## EXCERPTED RECORDS
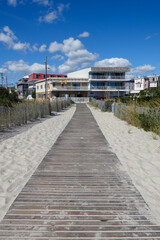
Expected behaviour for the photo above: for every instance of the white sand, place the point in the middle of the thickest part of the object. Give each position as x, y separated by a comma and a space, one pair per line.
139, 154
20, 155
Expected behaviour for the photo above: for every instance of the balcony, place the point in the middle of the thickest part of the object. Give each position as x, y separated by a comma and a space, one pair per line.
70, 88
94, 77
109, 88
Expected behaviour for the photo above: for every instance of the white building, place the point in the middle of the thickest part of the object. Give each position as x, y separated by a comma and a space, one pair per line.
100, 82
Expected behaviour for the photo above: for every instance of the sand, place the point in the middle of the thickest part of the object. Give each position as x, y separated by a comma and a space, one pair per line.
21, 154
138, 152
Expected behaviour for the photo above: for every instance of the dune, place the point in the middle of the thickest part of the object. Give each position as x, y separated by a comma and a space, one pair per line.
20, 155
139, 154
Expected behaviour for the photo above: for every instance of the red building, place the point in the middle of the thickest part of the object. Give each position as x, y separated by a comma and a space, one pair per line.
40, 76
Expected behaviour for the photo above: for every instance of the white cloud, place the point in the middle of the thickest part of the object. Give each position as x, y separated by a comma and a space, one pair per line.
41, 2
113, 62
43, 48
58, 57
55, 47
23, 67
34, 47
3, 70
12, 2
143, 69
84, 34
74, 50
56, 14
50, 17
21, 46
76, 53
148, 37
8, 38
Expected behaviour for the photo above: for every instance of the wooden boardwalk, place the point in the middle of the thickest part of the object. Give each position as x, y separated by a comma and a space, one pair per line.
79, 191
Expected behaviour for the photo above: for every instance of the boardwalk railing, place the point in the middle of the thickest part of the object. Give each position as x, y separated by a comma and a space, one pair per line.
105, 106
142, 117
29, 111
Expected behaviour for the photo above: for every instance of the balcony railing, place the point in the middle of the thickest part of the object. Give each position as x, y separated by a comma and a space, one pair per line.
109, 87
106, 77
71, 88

## EXERCISE
Images are to be left out; everything else in the material must be written out exactly.

## RESULT
Expected behaviour for the photo above: for every instance of the white sand, place the point in the middle of the thickest part of the object. Give each position as x, y separated by a comma and a space, one pair per line.
139, 154
20, 155
Expected behaviour for the photo above: for every instance of the balcony, place the point in the middle of the thickest part of the object. Give each position as x, y separated by a comma and a space, one pair per line.
70, 88
94, 77
109, 88
Expected behaviour for the photo above: for every instance of the white building, place the point in the middle of the thickest part of the object. Give each position as x, y separated by a comma and a space, one pair per line.
100, 82
Expected behaviour for the photo above: for every instance of the sand, place the point in the middle of the thickest part of the object. Give each position as x, y separated by a comma and a space, one pair per line.
21, 154
138, 152
Expected behaviour for the photo above: for every instance of the dune, place the point in the middle of the thickest part of the object. Give each position as x, y separated by a comma and a space, one pair per line.
20, 155
139, 154
Expected behaviour for the photo above: for every instance of the red building, place the point in the middle of the thickest part of the object. Give each position as x, y separated by a comma and a space, one pair per line.
40, 76
Expected behaviour for the photo above: for every instance of the white cloud, place the point in the middle of the thickest part of the object. Give each position as x, y separated by a comma and a space, one pair per line.
41, 2
113, 62
43, 48
58, 57
55, 47
23, 67
34, 47
3, 70
12, 2
143, 69
84, 34
74, 50
56, 14
50, 17
21, 46
76, 53
148, 37
8, 38
Expected behaviour for the photo above: for every instance of the wooden boardwalk, place the point in the middle of the thickest part of the object. Give each position as x, y separated by a comma and a space, one pair per line.
79, 191
Expected behaviour for the photo above: for every instance of the boardwalk railing, place the point in the middle of the thickest part of the object. Give each position as x, y separated by a comma and a space, one pair per line.
105, 106
142, 117
29, 111
Expected behaviour for the photo above: for every instance of the balcony railing, place the point in the middle of the thickest part of the object. Give each position as x, y separated by a comma and a space, one pair per line.
109, 87
106, 77
71, 88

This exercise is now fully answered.